DIRECTIONS FOR THIS TASK = Below are records to repeat exactly; do not include any pictures.

RECORDS SHOWN =
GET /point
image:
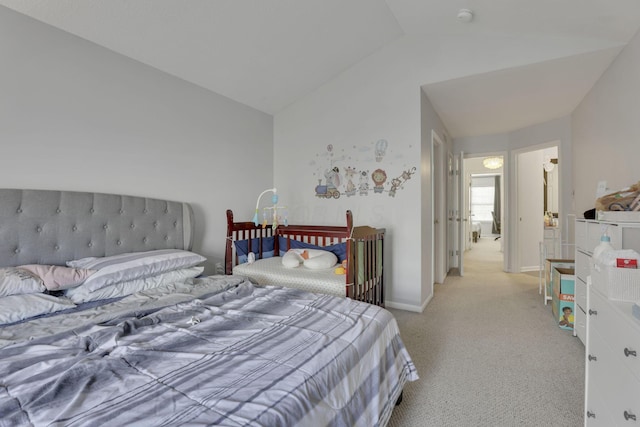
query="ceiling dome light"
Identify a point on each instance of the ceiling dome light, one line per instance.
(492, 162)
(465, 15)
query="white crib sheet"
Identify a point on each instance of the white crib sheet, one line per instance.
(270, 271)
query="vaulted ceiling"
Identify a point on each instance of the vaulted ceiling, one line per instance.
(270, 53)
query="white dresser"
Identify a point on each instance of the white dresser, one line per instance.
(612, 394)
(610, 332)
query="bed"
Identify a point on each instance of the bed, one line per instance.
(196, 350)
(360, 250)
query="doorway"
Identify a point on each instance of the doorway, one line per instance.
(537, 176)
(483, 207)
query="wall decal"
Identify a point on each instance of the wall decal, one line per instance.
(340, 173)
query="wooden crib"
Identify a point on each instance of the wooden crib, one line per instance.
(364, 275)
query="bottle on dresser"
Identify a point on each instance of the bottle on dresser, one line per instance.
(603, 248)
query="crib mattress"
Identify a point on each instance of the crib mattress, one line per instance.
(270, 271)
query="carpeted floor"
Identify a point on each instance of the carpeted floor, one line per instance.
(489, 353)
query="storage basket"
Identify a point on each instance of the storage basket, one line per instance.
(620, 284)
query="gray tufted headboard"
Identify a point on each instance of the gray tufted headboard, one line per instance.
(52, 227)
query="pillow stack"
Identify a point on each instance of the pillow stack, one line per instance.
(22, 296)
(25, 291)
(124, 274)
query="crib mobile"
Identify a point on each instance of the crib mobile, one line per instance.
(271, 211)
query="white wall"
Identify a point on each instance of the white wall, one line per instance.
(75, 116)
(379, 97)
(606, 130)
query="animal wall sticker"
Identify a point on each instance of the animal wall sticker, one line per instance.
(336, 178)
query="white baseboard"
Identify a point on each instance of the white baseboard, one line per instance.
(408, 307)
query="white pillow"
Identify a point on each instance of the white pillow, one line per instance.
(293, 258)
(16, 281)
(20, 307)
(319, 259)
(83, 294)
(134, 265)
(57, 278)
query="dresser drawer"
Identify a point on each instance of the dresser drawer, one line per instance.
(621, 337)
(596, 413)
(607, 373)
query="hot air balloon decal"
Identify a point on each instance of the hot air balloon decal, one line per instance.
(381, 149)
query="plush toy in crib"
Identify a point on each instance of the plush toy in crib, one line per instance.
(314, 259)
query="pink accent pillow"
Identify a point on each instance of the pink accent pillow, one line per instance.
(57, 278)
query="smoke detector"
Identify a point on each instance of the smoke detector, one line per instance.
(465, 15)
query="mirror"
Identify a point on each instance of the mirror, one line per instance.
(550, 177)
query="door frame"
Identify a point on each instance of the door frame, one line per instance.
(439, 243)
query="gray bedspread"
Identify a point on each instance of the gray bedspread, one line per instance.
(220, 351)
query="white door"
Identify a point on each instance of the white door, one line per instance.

SOLUTION TO THIS PROBLEM =
GET /point
image:
query="ceiling dome light"
Identify a point on each instance of the ceiling dome light, one line per instance.
(492, 162)
(465, 15)
query="white crib sheet"
Identify a point on each instance of the white crib sheet, one line per instance.
(270, 271)
query="vaulted ceiling"
Identify a point on each instance of the vaulted ceiling, one line per instance.
(270, 53)
query="white dresser"
Identify a point on each instance of the white dresser, one line per instance.
(612, 394)
(610, 332)
query="bed"
Identify a point on each instance of the bed, one line per instance.
(196, 350)
(360, 250)
query="doorway"
Identify a point on each instance of the doorway, one line per instance.
(537, 176)
(483, 207)
query="wall decal"
Identify a point on each instance of the wall decal, one line per instance.
(340, 173)
query="wooden crib"
Identify a point on each instance of the wooden crib, one line per instance.
(364, 275)
query="bottle on dresser"
Identify a point on each instance of the bottle on dresser, one line per instance.
(603, 248)
query="crib mattress"
Identify a point on each instance of the crib mattress, one line per instance.
(270, 271)
query="carpeted floor"
Identify a point on each instance of the carpeted floor, one line per instance.
(489, 353)
query="storage basket"
Identify a point on each instance of the storage basket, one line per instance.
(620, 284)
query="gray tufted headboard"
Identify a point on each instance of the gray tufted headboard, one line per instance.
(52, 227)
query="pillow stack"
Identify a point on each instance of the pillow stack, one line per instance.
(22, 296)
(25, 291)
(124, 274)
query="crib mobile"
Identify a point on each instance of the crib mobile, one line per instance.
(271, 211)
query="white wall"
Identify a point on each instance of the white wall, one line per instance.
(75, 116)
(379, 97)
(606, 130)
query="animal wall sticker"
Identify a point on each instance of the animal wall sticker, one line per instance.
(336, 178)
query="white baseboard"
Identify a point on each instance of the white baseboard, one line per instance.
(408, 307)
query="white pillow"
Identify a point on each instance of the white pillow, one line per instance.
(293, 258)
(16, 281)
(20, 307)
(319, 259)
(83, 294)
(134, 265)
(57, 278)
query="dresser drawer"
Identify a point on each instance of the dresser drawer, one line per instance.
(621, 337)
(596, 413)
(607, 373)
query="hot air balloon decal"
Identify a point on each instance of the hot air balloon decal, one line per instance.
(381, 149)
query="plush toy in crib"
Identify a point on each instance of the plush toy in crib, one line per instance.
(314, 259)
query="pink accent pillow"
Identify a point on each instance of the pink accent pillow, one line per instance.
(57, 278)
query="smoke detector"
Identify a point on each instance of the smoke detector, one line per instance.
(465, 15)
query="mirror"
Identify a point on each instance of the mirror, one line per instance.
(550, 177)
query="door frame"
Identify a point on each instance of the door frame, one line per instance.
(439, 243)
query="gray bedspread"
Identify a point on each instance of the gray bedspread, one line per instance.
(220, 351)
query="white door"
Identify a point on each instance of the white door, one line per instance.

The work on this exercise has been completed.